[Stored records]

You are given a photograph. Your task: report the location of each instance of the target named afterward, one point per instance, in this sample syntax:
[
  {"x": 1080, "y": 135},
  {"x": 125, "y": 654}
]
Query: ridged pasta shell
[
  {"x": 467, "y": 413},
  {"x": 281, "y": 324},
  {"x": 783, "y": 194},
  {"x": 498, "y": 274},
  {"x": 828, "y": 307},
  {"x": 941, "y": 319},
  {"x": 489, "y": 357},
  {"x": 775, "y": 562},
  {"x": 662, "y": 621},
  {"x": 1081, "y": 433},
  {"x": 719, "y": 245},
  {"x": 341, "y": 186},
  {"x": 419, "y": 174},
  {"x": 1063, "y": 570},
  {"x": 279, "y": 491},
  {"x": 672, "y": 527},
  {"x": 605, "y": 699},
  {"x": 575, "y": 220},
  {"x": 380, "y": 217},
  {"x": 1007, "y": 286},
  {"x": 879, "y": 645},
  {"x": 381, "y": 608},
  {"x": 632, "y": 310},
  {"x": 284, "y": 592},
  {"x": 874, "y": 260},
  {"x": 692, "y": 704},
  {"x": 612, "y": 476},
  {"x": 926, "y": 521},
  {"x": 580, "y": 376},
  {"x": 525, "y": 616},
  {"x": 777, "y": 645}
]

**Task item:** Return each line of the data exactly as it was given.

**Output for this exercise:**
You are given a photograph. Your task: report the location of each instance of the target named afterward, one point per instance, in this sample syntax:
[
  {"x": 1080, "y": 135},
  {"x": 125, "y": 654}
]
Query: ridged pasta shell
[
  {"x": 467, "y": 413},
  {"x": 281, "y": 324},
  {"x": 783, "y": 194},
  {"x": 498, "y": 274},
  {"x": 828, "y": 307},
  {"x": 941, "y": 319},
  {"x": 489, "y": 357},
  {"x": 775, "y": 562},
  {"x": 662, "y": 621},
  {"x": 1081, "y": 433},
  {"x": 719, "y": 245},
  {"x": 341, "y": 186},
  {"x": 419, "y": 174},
  {"x": 1063, "y": 570},
  {"x": 279, "y": 491},
  {"x": 672, "y": 527},
  {"x": 605, "y": 699},
  {"x": 575, "y": 220},
  {"x": 380, "y": 217},
  {"x": 1007, "y": 286},
  {"x": 879, "y": 645},
  {"x": 381, "y": 608},
  {"x": 632, "y": 310},
  {"x": 284, "y": 592},
  {"x": 874, "y": 260},
  {"x": 692, "y": 704},
  {"x": 612, "y": 476},
  {"x": 926, "y": 521},
  {"x": 580, "y": 376},
  {"x": 525, "y": 616},
  {"x": 777, "y": 645}
]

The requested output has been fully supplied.